===== TASK MATERIAL
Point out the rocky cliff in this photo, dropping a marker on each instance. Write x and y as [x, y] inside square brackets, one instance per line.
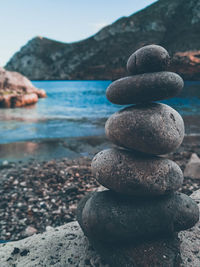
[17, 91]
[174, 24]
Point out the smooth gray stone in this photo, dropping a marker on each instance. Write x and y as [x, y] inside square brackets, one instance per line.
[163, 252]
[152, 128]
[67, 246]
[136, 174]
[145, 87]
[149, 58]
[110, 217]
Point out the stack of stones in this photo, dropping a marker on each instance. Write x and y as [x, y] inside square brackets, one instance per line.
[141, 208]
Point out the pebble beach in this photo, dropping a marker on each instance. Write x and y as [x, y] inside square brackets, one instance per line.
[37, 195]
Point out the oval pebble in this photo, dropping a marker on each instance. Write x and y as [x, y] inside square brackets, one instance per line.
[149, 58]
[136, 174]
[153, 128]
[110, 217]
[144, 88]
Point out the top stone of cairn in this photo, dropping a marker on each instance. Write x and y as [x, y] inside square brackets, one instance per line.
[149, 81]
[150, 58]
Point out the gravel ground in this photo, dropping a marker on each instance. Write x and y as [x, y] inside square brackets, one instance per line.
[37, 195]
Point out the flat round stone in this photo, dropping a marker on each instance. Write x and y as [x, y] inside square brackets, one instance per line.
[144, 88]
[153, 128]
[149, 58]
[109, 217]
[136, 174]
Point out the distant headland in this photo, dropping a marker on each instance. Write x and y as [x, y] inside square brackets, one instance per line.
[172, 24]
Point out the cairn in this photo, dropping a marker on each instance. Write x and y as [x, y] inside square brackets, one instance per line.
[141, 205]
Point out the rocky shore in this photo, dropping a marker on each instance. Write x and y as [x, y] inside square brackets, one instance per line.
[17, 91]
[37, 195]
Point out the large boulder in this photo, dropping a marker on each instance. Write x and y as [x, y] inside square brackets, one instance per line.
[17, 91]
[67, 246]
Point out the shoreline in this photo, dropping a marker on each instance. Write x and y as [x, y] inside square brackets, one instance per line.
[37, 194]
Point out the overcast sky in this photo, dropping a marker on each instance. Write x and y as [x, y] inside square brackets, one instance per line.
[62, 20]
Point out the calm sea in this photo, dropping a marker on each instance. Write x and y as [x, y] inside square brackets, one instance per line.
[79, 108]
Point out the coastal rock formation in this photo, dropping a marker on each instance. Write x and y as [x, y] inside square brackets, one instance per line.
[133, 212]
[174, 24]
[67, 246]
[17, 91]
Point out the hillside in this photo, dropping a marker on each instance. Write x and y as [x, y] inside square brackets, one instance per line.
[174, 24]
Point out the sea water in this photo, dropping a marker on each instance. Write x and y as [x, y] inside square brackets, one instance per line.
[80, 108]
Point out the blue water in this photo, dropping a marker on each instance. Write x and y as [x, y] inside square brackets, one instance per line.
[76, 108]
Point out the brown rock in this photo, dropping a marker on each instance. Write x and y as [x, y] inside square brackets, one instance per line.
[152, 128]
[17, 91]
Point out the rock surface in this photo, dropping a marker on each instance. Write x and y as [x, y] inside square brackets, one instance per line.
[136, 174]
[150, 128]
[17, 91]
[192, 169]
[150, 58]
[110, 217]
[67, 246]
[144, 88]
[104, 55]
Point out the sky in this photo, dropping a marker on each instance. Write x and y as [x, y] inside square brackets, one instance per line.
[61, 20]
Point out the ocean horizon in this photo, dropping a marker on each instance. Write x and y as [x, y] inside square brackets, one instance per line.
[78, 109]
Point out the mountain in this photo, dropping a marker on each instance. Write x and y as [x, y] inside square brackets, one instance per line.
[174, 24]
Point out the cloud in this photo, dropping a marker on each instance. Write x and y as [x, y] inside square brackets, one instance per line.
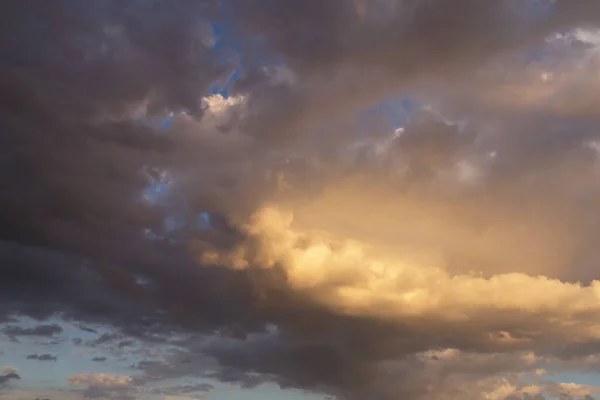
[284, 241]
[42, 357]
[104, 386]
[8, 374]
[38, 330]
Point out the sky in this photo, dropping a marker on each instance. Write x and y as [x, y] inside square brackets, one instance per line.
[299, 199]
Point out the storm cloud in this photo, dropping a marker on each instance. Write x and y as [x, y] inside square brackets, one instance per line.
[263, 235]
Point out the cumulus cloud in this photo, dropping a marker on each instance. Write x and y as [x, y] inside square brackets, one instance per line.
[8, 374]
[262, 234]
==========
## WORK REQUEST
Set down every entry above verbatim, without pictures.

## ANSWER TO THE EXERCISE
Point out the rocky cliff in this photo, dropping a marker on each instance. Write x and y as [x, y] inside square brackets, one instance per line.
[17, 91]
[174, 24]
Point out the smooth gray stone in this photo, dropping a marker on each instance. Write x and y as [x, y] inside square brackets, one instance per line.
[163, 252]
[152, 128]
[67, 246]
[136, 174]
[145, 87]
[149, 58]
[110, 217]
Point out the stack of stones in this photo, dropping a marker on each instance. Write x and y as [x, y] inside square brackets, one instance per line.
[141, 208]
Point out the pebble beach in this photo, dropping a marker on each instance. Write x and y as [x, y] inside square brackets, one instance per line.
[37, 195]
Point out the oval pebble in this photo, dropping a marker on each instance. Write x and y as [x, y] inside square brackets, one instance per line.
[149, 58]
[136, 174]
[153, 128]
[110, 217]
[144, 88]
Point out the top stone of cairn in this photo, dropping a marker on each instance. Write x and y as [x, y] inside square brackets, one instance per line.
[149, 81]
[150, 58]
Point out the gravel ground in this photo, dropping a marker on each instance. Write x and y as [x, y] inside square brackets, one instance per line.
[37, 195]
Point out the flat round stone in this photo, dropping a marker on each instance. Write x and y as [x, y] inside square brackets, one instance per line.
[144, 88]
[153, 128]
[149, 58]
[109, 217]
[136, 174]
Point out the distant headland in this photo, dropping a marker on each instance. Write x and y as [x, y] inside square brackets, one instance per line.
[172, 24]
Point out the cairn in this photo, dropping a marker on each instance. Write x and y as [x, y] inside square brackets, one instance per line.
[141, 205]
Point out the rocky shore in this photo, dropping a marker on each instance. Write x and y as [x, y] inside square brackets, one instance per line.
[17, 91]
[37, 195]
Point out the large boulder in this photo, dropping a marker on each instance. Write x and y as [x, y] inside square brackets, one instance per line.
[17, 91]
[67, 246]
Point out the shoreline in this photo, dropping a marker on each instance. Write x and y as [x, y] inside square brackets, one instance per line.
[37, 194]
Point out the overcast sky in this photo, dropping a marker on each instance. Write x and y as [x, y] inside square brackets, one instance per line.
[62, 20]
Point out the calm sea in this photo, dropping a marker on each instance. Write x and y as [x, y] inside square brackets, one instance per line.
[79, 108]
Point out the coastal rock formation in this photo, dropping a marker on each instance. Write x and y as [x, y] inside square brackets, one instance per line.
[133, 212]
[174, 24]
[67, 246]
[17, 91]
Point out the hillside in this photo, dropping a marker on each instance. Write x and y as [x, y] inside square brackets, one instance per line.
[174, 24]
Point out the sea water in this photo, dropping a marker on each instance. Write x and y as [x, y] inside square brackets, one instance per line.
[80, 108]
Point out the blue water in this photo, dropping a marker on each instance. Write x and y as [x, y] inside square brackets, one instance per line.
[76, 108]
Point out the brown rock in this photo, dropping a marker on each instance. Write x and y as [x, y] inside square brackets, one instance per line.
[152, 128]
[17, 91]
Point out the rock surface in this photo, dropping a marker on each instance. Write x and y as [x, y] inside square brackets, one instance per line.
[136, 174]
[150, 128]
[17, 91]
[192, 169]
[150, 58]
[110, 217]
[67, 246]
[144, 88]
[104, 55]
Point out the sky in this photo, dropping a marker on each instance. Write x and y as [x, y] inside square brackets, one instance per line.
[61, 20]
Point out the ocean horizon in this photo, dropping a marker on each instance. Write x and y as [x, y] inside square brackets, one instance per line.
[78, 109]
Point out the mountain in this photo, dropping a marker on each instance. Write x and y as [x, y] inside square brackets, one instance per line.
[174, 24]
Point out the cloud in this photo, dropping a marker on each instance. Write x and y as [x, y] inside square brackets, one instance per line.
[284, 241]
[42, 357]
[104, 386]
[8, 374]
[38, 330]
Point out the sky in this photo, dropping a marker on each instance. Write x and y as [x, y] inside square brackets, one instance per line.
[299, 199]
Point out the storm cloud in this photo, dropping a marker on each instance. Write x and y as [x, y] inside square brackets, one instance per line.
[263, 235]
Point out the cumulus cloud in this photo, dropping a marker on each instance. Write x and y as [x, y] inside square brackets, one instance per line.
[8, 374]
[262, 234]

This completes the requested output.